* Text to read
* * * *
Reverse Nodes in k-Group
Given a linked list, reverse the nodes of a linked list $k$ at a time and return its modified head.
Why Interviewers Ask This
Microsoft uses this problem to evaluate a candidate's mastery of pointer manipulation and edge-case handling in linked lists. It tests the ability to decompose complex state changes into modular steps while maintaining O(1) space complexity. Interviewers specifically look for how you manage group boundaries and handle incomplete final groups without crashing or creating memory leaks.
How to Answer This Question
1. Clarify constraints: Confirm if the list length is always a multiple of k, as Microsoft often expects you to leave the remainder untouched. 2. Visualize the structure: Sketch two pointers, one tracking the start of the current group and another tracking the node before it to maintain connectivity. 3. Implement a helper function: Create a dedicated routine to reverse exactly k nodes to keep your main logic clean and readable. 4. Iterate with safety checks: In your main loop, first verify if k nodes exist; if not, break immediately to preserve the tail. 5. Stitch segments: After reversing a group, carefully update the previous tail's next pointer to the new head of the reversed segment. 6. Optimize: Ensure you traverse the list only once, avoiding recursion to prevent stack overflow on large inputs.
* * * *
* Record excerpts
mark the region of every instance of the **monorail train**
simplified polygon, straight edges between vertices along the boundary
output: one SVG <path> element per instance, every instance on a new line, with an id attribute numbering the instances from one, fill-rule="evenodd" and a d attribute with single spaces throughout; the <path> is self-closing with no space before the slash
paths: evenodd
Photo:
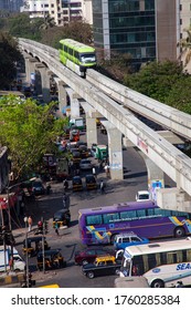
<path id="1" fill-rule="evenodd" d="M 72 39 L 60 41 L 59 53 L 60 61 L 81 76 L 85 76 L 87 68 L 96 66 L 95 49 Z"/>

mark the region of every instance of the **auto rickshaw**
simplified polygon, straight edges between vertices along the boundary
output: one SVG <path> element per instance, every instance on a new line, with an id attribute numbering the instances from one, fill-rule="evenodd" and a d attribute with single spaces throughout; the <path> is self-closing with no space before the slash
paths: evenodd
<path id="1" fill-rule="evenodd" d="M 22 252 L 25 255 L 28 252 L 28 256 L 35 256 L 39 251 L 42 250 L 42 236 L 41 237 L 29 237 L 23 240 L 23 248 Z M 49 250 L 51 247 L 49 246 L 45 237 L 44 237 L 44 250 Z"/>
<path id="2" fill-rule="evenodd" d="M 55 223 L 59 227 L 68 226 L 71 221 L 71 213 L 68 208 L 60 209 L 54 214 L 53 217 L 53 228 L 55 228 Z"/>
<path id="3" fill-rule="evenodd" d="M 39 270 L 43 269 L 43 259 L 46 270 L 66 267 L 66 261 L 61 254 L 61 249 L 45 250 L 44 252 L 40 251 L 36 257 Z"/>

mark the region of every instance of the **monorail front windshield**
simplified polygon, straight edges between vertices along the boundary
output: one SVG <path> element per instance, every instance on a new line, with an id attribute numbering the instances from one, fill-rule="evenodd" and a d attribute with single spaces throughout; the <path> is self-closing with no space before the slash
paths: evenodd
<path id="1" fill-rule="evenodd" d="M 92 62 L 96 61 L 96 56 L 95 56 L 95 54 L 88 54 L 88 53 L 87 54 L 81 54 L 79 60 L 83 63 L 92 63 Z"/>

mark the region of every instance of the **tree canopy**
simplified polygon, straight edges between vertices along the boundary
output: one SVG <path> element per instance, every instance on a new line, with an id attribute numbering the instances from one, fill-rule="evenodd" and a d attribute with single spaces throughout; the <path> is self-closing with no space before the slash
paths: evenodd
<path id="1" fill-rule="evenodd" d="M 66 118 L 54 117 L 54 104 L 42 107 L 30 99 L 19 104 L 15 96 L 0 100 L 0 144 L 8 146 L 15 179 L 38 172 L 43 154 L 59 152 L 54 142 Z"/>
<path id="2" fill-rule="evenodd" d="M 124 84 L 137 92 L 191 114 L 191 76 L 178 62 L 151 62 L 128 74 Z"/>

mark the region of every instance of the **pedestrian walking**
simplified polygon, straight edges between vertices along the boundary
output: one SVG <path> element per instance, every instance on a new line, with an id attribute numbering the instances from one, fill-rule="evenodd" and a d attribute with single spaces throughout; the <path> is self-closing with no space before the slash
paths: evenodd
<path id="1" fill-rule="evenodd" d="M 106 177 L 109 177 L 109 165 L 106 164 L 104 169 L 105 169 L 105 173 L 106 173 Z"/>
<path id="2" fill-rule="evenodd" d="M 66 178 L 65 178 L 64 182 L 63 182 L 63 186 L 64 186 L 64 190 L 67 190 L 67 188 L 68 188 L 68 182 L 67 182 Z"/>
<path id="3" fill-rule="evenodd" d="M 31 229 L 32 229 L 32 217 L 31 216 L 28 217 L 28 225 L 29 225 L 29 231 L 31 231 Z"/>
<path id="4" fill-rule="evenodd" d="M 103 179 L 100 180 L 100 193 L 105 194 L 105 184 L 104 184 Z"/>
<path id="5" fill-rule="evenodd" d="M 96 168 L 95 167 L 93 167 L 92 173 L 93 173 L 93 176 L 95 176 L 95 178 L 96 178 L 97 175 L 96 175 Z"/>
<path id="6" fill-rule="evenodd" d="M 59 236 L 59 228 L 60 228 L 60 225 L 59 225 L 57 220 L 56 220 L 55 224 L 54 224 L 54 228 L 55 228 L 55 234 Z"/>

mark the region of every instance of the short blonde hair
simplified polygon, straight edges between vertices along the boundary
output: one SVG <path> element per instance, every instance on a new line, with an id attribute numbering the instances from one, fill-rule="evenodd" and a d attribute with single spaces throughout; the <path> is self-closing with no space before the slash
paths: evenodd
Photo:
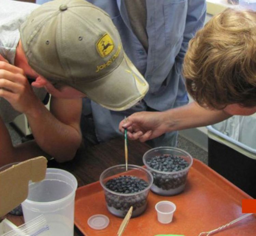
* * * *
* Required tasks
**A.** List the step labels given under "How to Answer This Question" in the text on reversing nodes in k-groups.
**B.** According to the text on reversing nodes in k-groups, what space complexity must a candidate maintain?
**C.** Resume the text on reversing nodes in k-groups after its last sentence.
The entries play no part in this work.

* Answers
**A.**
Clarify constraints
Visualize the structure
Implement a helper function
Iterate with safety checks
Stitch segments
Optimize

**B.** O(1) space complexity.

**C.**
Key Points to Cover
- Explicitly handling the case where the remaining nodes are fewer than k
- Using a dummy node to avoid special cases for the head of the list
- Separating the reversal logic into a distinct helper function for clarity
- Verifying k-node availability before performing any pointer manipulations
- Maintaining strict O(1) space complexity by avoiding recursion
Sample Answer
To solve the Reverse Nodes in k-Group problem efficiently, I would first clarify that we should leave any remaining nodes at the end untouched if they are fewer than k. My approach relies on an iterative solution using dummy nodes to simplify head management. I will implement a helper function that takes a starting node and reverses exactly k links within that scope. This separation of concerns makes the code more modular and easier to debug, which aligns with Microsoft's emphasis on clean architecture. In the main loop, I'll use a pointer to track the group boundary. Before attempting a reversal, I'll advance a temporary pointer k steps ahead. If this pointer hits null before reaching k steps, I stop the loop, ensuring we don't disrupt the partial group. Once a valid group is confirmed, I call the helper to reverse those nodes. Crucially, I must reconnect the previous group's tail to the new head of the reversed segment and link the original head (now the tail) to the next group. This ensures O(n) time complexity and O(1) space usage. For example, with a list 1->2->3->4->5 and k=2, the result becomes 2->1->4->3->5, preserving the 5 at the end.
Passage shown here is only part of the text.